[START Data in this exercise]

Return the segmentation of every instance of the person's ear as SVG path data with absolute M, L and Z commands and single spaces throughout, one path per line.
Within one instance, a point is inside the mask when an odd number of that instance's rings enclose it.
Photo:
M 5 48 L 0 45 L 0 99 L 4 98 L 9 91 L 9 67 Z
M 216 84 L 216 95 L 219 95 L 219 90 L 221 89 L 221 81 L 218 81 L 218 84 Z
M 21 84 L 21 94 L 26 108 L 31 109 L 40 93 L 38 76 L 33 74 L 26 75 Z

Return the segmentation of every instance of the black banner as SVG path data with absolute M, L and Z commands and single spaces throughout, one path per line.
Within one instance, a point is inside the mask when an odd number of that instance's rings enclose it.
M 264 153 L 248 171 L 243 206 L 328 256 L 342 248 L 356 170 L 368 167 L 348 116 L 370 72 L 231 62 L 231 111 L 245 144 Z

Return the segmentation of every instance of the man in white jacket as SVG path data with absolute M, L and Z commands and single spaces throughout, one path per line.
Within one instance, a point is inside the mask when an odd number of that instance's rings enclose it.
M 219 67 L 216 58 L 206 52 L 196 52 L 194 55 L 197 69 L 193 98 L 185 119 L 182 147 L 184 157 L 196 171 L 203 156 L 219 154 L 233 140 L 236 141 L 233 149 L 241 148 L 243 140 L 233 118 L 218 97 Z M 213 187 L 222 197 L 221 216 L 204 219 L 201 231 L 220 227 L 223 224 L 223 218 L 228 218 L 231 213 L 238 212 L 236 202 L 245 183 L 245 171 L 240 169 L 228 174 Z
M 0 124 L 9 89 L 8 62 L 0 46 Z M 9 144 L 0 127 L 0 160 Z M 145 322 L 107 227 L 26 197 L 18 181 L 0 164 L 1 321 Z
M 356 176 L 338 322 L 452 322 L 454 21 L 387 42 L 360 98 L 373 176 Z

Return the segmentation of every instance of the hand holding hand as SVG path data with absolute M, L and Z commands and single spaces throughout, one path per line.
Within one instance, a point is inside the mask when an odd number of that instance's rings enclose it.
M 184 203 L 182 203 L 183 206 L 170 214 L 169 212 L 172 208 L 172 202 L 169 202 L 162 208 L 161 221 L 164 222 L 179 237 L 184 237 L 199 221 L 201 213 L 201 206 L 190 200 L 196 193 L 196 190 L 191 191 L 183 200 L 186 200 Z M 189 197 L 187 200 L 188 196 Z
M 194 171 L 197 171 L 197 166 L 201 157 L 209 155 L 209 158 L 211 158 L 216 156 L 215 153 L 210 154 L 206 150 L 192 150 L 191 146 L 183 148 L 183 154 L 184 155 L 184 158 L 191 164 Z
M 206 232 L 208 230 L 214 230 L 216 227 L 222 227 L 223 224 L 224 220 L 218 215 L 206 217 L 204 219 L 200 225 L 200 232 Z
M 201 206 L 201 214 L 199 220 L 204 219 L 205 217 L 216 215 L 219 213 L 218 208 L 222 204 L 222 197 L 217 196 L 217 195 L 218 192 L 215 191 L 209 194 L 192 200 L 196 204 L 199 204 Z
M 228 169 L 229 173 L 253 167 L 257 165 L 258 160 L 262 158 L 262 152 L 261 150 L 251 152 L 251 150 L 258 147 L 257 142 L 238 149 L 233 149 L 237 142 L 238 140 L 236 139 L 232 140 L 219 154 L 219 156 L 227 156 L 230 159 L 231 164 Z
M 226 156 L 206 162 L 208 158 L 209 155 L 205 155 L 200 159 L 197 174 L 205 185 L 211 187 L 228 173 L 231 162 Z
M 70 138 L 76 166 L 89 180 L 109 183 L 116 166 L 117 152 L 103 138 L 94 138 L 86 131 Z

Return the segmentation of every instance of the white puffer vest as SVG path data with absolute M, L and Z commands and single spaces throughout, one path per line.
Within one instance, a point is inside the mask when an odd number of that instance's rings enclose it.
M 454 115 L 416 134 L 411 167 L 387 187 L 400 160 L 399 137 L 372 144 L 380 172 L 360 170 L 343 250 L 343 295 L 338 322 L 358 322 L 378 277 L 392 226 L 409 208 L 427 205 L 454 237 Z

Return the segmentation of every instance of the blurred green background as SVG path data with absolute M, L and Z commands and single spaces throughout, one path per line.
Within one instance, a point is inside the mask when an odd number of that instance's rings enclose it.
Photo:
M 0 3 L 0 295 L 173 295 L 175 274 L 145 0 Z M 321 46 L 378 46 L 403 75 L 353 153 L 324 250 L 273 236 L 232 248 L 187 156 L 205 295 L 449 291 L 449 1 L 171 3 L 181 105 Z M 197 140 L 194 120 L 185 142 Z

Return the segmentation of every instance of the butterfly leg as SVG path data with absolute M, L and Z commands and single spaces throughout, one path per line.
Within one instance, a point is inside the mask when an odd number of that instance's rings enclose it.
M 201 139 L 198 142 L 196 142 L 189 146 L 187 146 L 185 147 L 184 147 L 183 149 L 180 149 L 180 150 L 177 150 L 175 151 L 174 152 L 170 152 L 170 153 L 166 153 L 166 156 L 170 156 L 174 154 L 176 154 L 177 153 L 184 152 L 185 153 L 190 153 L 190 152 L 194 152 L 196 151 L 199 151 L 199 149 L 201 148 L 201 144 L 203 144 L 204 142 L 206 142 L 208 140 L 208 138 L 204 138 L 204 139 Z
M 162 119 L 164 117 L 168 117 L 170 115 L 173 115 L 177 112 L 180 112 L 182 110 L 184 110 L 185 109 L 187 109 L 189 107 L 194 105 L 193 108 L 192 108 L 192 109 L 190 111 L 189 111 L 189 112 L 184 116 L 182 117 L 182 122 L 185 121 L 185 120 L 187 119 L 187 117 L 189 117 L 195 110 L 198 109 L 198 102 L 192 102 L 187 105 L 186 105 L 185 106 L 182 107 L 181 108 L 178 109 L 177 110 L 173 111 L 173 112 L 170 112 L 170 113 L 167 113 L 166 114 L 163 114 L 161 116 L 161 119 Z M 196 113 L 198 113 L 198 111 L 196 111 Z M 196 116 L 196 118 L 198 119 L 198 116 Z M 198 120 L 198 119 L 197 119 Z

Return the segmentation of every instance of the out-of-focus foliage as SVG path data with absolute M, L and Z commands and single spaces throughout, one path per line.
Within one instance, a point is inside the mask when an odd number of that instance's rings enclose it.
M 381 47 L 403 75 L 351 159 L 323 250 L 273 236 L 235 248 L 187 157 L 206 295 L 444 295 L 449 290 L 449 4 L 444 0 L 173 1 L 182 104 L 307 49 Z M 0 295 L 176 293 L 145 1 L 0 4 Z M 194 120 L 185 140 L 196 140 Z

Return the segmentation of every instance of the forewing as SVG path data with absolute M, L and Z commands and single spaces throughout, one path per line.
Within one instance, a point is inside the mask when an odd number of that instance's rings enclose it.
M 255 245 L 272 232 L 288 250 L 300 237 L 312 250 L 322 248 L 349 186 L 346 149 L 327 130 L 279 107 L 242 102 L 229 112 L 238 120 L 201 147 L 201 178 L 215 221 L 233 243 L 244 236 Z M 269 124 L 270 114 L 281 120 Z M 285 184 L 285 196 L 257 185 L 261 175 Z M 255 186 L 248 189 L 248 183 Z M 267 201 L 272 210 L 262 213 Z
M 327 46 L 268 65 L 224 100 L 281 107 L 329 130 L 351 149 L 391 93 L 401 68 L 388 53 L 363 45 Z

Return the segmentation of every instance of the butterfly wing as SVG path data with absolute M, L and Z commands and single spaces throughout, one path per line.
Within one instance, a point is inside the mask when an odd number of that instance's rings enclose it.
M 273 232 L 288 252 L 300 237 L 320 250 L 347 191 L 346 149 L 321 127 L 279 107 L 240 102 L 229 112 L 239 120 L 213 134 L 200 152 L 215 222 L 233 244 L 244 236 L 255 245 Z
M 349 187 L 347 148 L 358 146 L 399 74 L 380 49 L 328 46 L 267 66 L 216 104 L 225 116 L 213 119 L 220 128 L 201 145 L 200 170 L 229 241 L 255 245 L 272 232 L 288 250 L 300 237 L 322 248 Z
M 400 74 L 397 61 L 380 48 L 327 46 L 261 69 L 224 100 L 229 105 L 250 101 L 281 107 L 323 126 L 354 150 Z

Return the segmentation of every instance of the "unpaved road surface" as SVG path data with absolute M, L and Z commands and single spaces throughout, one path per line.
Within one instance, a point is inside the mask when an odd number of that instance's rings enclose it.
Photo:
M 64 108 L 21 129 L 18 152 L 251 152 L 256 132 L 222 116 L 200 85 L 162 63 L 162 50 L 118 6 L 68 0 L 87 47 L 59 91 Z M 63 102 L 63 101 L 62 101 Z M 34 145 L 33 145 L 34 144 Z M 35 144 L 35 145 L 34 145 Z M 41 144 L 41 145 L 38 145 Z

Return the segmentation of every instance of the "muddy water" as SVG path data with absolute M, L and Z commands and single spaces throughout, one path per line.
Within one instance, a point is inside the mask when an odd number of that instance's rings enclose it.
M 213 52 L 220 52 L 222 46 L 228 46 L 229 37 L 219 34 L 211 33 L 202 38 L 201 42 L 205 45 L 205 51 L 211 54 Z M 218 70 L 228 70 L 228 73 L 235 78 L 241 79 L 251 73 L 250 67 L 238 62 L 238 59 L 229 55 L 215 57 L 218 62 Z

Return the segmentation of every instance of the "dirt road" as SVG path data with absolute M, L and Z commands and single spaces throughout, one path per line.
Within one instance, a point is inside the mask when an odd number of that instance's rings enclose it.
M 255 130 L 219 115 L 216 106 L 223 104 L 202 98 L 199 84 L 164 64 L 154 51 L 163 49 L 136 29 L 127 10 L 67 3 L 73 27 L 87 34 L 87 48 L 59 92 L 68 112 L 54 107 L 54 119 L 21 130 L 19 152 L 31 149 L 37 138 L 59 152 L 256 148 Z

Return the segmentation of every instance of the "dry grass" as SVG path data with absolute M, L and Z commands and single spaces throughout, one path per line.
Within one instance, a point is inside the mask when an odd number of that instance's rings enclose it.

[END Data in this exercise]

**Exercise task:** Copy the listing again without changes, from its first line up to and including the line with "M 21 84 L 21".

**Response:**
Return the segmentation of every instance of the person's ear as SVG path data with absolute M, L and Z commands and single spaces throughout, one path per line.
Within one instance, a point is inside the mask when an odd number of that instance's rings enclose it.
Photo:
M 5 48 L 0 45 L 0 99 L 4 98 L 9 91 L 9 67 Z
M 216 84 L 216 95 L 219 95 L 219 90 L 221 89 L 221 81 L 218 81 L 218 84 Z
M 21 84 L 21 94 L 26 108 L 31 109 L 40 93 L 38 76 L 33 74 L 26 75 Z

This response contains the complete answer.